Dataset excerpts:
--- START ---

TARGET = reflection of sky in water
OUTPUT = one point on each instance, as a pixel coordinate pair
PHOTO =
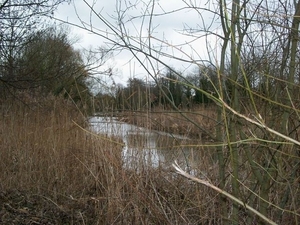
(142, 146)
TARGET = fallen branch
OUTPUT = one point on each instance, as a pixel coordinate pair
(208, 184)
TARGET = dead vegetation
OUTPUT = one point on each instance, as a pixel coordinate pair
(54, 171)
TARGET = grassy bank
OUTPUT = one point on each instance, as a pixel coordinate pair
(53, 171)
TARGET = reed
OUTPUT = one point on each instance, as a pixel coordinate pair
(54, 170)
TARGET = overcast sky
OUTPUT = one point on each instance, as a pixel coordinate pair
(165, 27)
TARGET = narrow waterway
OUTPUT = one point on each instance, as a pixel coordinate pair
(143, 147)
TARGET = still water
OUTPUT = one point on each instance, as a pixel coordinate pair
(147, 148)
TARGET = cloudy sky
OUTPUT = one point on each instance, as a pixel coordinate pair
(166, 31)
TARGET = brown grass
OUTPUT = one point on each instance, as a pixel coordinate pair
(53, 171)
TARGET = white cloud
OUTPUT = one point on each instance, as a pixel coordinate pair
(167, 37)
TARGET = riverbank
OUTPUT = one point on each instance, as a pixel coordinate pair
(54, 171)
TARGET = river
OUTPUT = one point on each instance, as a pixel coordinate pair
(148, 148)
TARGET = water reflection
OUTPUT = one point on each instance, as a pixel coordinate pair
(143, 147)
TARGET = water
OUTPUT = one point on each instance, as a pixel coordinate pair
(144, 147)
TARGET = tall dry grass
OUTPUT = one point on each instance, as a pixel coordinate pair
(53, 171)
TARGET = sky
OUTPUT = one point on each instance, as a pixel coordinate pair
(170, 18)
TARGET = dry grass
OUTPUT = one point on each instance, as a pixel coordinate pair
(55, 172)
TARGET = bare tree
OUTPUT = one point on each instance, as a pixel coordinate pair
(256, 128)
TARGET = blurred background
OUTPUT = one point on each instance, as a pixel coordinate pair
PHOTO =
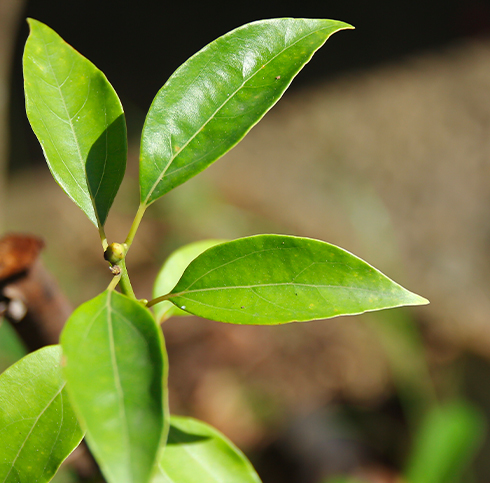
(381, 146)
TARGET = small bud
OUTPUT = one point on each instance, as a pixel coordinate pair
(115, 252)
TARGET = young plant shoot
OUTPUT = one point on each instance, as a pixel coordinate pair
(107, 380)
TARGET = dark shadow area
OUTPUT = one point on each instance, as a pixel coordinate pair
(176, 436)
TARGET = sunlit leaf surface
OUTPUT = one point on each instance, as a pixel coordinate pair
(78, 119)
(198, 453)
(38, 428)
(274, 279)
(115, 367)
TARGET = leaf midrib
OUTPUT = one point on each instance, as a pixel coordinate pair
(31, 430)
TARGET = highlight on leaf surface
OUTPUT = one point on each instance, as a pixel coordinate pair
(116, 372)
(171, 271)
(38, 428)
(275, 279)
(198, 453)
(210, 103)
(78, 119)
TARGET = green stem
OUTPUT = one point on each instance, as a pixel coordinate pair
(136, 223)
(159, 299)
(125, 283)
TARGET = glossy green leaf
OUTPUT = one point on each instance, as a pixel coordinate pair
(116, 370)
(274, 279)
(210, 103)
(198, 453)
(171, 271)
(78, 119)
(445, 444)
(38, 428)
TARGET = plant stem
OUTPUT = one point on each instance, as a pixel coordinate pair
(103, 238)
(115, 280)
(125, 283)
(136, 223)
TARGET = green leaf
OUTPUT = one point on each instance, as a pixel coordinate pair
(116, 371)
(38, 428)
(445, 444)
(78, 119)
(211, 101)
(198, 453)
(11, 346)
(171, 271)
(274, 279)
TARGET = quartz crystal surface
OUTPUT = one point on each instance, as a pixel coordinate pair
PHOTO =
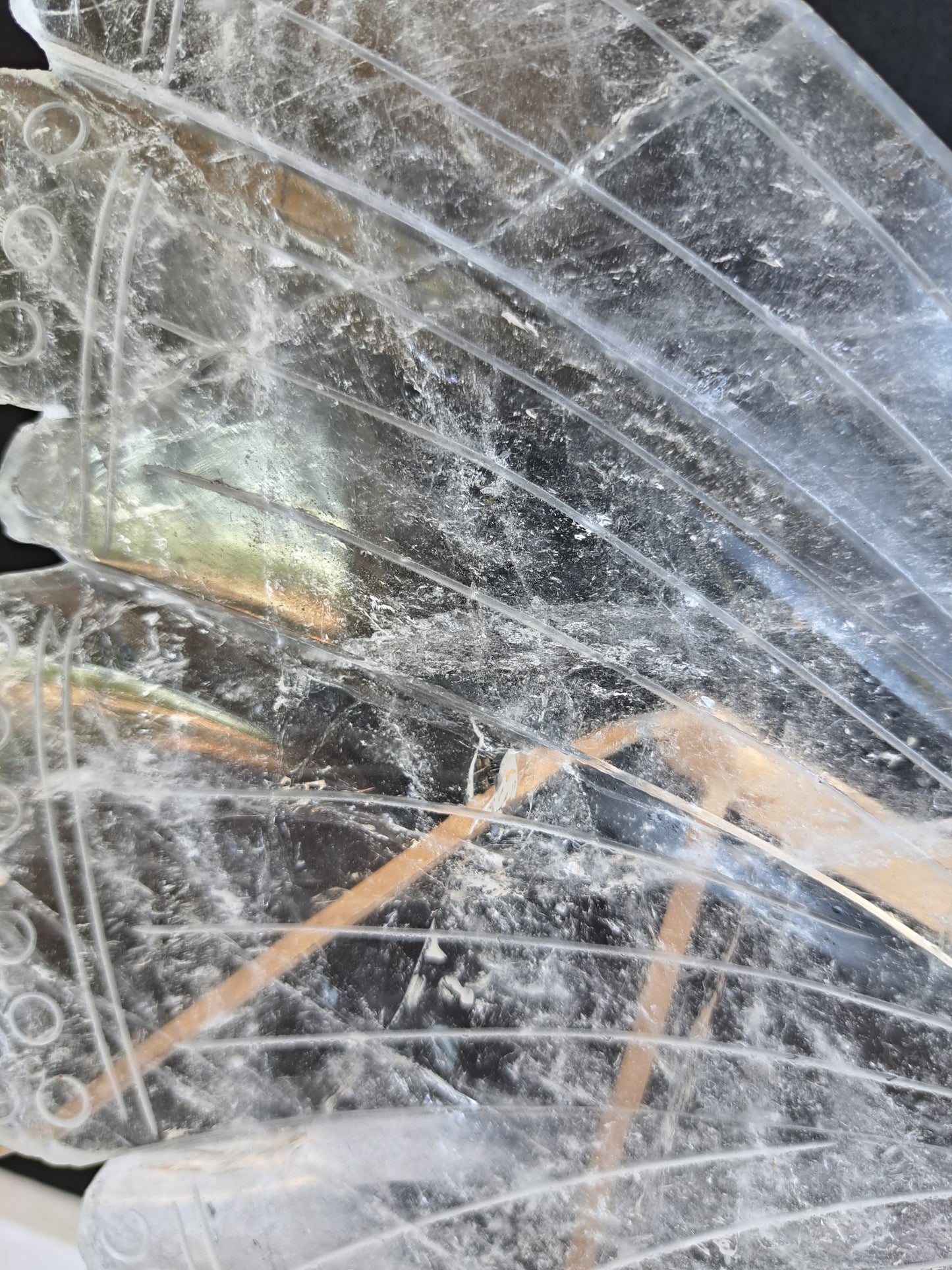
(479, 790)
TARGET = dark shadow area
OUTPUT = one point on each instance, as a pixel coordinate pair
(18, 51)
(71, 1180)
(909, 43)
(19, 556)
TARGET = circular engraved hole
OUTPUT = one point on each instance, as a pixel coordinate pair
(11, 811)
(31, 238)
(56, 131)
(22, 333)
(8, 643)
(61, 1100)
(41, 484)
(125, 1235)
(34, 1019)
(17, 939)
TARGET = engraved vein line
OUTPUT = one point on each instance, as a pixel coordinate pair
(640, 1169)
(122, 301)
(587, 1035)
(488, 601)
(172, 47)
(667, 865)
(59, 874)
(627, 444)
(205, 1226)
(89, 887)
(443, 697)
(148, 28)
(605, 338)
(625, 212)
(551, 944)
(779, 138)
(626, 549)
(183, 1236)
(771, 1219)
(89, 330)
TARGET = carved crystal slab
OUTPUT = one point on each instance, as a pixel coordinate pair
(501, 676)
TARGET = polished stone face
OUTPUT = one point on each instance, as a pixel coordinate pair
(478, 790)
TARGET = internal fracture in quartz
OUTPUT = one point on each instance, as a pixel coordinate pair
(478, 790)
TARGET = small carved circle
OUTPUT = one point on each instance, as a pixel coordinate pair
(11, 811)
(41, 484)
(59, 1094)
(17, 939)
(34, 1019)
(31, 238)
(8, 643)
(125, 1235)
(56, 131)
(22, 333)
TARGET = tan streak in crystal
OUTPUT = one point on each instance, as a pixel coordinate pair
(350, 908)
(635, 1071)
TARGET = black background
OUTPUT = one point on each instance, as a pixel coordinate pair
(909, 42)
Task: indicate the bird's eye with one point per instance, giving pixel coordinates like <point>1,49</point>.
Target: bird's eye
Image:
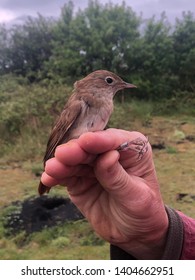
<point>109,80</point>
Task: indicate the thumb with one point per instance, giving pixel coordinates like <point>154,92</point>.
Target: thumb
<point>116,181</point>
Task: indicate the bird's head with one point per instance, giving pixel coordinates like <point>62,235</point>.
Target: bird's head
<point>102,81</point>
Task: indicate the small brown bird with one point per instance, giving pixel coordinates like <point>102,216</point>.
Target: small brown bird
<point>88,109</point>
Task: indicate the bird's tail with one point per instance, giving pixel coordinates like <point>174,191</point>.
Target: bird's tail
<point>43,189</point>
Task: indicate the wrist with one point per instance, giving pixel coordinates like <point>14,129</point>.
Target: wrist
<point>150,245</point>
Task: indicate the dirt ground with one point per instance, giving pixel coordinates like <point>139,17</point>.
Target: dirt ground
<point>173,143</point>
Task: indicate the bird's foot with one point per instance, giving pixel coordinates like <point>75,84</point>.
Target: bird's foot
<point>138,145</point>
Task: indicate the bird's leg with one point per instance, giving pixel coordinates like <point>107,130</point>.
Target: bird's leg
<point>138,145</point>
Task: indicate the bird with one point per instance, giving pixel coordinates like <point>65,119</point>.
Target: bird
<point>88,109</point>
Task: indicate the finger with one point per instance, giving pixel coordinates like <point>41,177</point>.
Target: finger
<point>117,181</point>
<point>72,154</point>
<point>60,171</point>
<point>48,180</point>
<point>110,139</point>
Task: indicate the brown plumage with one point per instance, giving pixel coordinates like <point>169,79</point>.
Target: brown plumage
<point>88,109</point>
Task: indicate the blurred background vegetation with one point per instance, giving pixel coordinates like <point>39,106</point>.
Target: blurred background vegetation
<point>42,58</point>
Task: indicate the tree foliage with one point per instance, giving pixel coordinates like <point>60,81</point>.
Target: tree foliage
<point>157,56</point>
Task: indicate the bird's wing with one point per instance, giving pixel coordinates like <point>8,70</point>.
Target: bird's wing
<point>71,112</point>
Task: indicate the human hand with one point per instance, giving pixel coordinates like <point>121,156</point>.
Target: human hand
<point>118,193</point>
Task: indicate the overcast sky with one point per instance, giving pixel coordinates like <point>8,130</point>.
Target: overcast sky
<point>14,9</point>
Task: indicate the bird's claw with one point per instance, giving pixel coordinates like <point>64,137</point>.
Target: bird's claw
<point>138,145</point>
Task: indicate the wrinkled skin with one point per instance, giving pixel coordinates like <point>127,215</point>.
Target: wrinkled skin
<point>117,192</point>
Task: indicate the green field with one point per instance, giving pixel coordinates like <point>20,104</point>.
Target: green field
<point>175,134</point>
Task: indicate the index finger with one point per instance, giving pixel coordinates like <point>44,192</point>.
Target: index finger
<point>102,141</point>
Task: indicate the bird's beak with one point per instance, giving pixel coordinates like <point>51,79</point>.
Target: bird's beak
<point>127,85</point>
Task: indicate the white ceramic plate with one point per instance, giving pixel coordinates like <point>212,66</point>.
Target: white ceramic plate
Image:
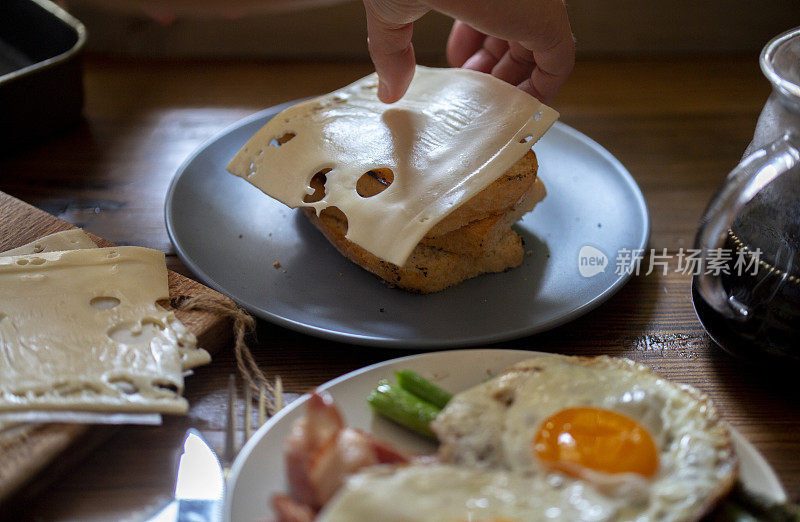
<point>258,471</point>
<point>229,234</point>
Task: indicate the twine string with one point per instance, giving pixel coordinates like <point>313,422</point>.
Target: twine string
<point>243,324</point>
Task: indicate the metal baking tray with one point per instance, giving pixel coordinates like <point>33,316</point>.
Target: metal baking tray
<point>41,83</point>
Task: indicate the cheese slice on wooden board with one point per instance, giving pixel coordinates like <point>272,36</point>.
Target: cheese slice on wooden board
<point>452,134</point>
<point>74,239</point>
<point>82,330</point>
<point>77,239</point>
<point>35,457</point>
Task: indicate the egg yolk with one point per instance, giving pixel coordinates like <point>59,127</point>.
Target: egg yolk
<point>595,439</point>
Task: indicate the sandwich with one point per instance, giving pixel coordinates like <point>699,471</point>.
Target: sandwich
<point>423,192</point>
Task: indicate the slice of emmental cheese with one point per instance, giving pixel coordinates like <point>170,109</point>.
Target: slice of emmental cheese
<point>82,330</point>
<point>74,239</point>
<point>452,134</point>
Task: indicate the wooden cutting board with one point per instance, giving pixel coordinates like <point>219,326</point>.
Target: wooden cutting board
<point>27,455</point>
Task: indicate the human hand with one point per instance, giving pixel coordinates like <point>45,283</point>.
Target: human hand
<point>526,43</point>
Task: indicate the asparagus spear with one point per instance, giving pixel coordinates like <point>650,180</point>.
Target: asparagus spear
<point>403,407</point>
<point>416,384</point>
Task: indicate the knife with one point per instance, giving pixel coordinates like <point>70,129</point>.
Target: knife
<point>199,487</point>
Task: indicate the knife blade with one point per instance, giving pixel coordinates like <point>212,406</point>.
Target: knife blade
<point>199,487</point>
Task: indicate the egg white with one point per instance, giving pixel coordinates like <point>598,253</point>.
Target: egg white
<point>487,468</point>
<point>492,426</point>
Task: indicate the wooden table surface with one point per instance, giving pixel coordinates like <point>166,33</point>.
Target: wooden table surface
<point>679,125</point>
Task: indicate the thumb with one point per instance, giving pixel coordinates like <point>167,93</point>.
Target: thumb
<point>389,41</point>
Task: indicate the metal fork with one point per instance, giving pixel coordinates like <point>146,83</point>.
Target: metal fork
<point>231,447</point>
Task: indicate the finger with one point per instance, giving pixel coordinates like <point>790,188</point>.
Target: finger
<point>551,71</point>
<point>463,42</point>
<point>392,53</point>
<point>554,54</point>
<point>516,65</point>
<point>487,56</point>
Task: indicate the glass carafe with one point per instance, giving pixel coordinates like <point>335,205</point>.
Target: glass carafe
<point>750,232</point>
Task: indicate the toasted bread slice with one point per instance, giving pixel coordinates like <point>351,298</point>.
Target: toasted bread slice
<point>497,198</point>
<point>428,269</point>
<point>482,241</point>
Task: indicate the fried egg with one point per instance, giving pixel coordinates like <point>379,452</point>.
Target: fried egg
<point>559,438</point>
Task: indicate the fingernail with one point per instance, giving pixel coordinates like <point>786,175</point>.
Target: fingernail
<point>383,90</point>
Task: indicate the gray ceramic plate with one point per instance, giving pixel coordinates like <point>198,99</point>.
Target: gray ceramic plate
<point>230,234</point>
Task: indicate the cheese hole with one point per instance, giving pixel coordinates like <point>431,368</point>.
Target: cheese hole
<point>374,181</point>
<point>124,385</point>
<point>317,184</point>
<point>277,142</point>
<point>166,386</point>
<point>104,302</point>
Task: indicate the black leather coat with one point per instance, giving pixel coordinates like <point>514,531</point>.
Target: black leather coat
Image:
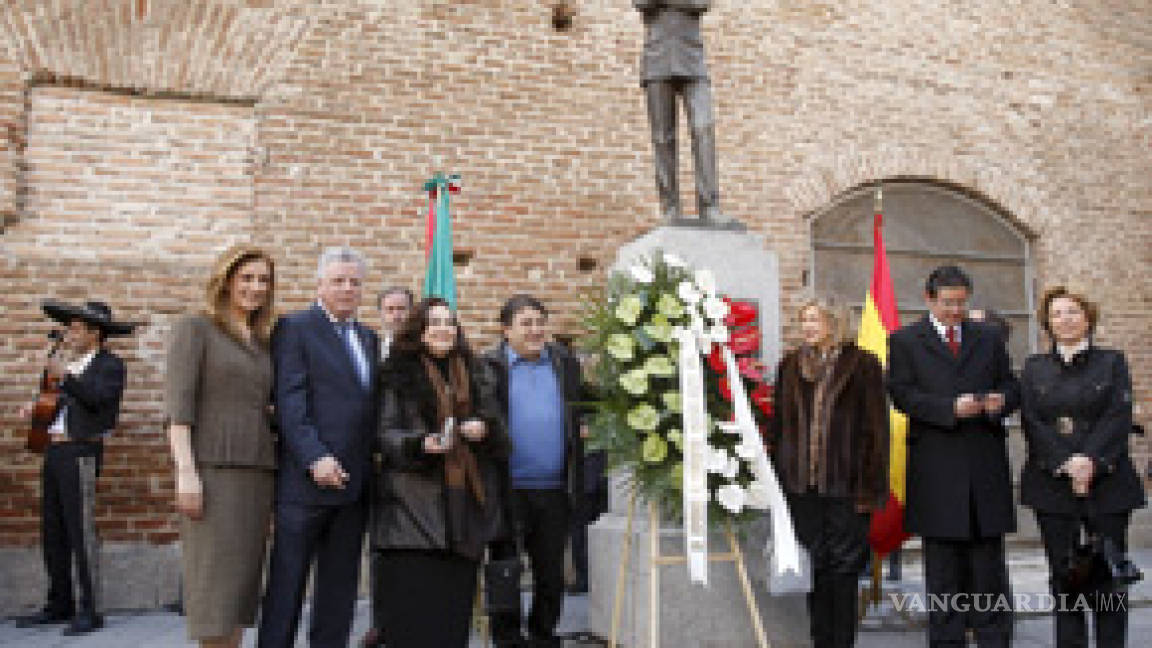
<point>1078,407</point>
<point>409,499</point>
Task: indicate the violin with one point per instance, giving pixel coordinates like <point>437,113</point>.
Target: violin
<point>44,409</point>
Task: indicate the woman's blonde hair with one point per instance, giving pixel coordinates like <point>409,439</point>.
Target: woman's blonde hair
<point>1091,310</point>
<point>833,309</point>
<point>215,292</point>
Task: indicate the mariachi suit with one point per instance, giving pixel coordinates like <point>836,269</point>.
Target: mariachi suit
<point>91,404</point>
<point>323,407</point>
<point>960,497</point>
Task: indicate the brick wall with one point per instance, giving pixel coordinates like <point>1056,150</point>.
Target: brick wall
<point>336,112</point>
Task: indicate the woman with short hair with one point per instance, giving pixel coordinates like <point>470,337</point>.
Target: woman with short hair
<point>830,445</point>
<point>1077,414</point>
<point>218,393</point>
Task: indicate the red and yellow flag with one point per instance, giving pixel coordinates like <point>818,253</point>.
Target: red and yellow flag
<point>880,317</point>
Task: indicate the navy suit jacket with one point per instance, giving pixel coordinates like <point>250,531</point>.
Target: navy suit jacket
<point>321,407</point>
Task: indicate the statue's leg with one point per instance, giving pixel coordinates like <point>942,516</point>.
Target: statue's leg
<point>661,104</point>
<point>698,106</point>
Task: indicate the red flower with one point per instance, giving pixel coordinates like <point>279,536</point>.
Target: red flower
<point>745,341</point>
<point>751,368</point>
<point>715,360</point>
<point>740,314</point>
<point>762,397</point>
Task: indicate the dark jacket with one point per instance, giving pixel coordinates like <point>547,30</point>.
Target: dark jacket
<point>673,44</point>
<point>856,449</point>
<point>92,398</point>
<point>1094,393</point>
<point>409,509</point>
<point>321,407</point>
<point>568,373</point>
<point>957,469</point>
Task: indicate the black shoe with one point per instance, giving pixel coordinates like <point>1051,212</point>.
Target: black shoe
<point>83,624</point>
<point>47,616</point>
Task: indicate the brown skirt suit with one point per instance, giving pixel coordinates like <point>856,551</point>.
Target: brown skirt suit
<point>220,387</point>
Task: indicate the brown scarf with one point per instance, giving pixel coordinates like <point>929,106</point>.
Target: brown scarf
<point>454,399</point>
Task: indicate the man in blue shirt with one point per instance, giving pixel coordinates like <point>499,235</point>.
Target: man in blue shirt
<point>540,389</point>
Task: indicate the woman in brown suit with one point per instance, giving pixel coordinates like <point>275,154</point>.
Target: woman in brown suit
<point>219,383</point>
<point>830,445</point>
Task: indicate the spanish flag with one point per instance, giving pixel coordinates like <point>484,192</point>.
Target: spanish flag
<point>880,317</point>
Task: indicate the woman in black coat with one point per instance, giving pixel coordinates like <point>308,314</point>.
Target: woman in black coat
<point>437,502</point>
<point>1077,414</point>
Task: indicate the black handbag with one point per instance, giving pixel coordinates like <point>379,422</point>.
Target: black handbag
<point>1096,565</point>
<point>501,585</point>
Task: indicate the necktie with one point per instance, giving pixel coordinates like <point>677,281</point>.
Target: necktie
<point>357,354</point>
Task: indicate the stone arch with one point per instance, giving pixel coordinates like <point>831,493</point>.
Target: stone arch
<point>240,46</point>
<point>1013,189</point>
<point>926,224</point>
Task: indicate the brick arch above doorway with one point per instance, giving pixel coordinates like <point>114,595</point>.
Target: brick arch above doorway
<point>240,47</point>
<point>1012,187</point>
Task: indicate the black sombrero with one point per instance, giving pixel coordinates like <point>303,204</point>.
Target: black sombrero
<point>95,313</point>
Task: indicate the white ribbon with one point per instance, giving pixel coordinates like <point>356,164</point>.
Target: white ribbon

--- END ---

PROBLEM TO WORK ON:
Look above for the line with "Target: glass carafe" and the line with "Task: indicate the cheese hole". Retype those two lines and every line between them exactly, adding nothing.

REPLY TO THE EXERCISE:
Target: glass carafe
<point>750,232</point>
Task: indicate the toasted bread slice with one point per instance, giving pixel coordinates like <point>351,298</point>.
Target: toasted bread slice
<point>497,198</point>
<point>428,269</point>
<point>482,241</point>
Task: indicate the fried egg with one point per instance, giving pixel coordinates like <point>379,452</point>.
Target: fried egg
<point>559,438</point>
Task: indicate the fingernail with one point per instance, giving pixel coordinates like <point>786,175</point>.
Target: fingernail
<point>383,90</point>
Task: indicate the gray ceramic plate with one point per instance, giving pixel coordinates like <point>198,99</point>.
Target: gray ceramic plate
<point>230,234</point>
Task: indicate the cheese hole with one point per instance, giving pixel coordinates like <point>431,368</point>.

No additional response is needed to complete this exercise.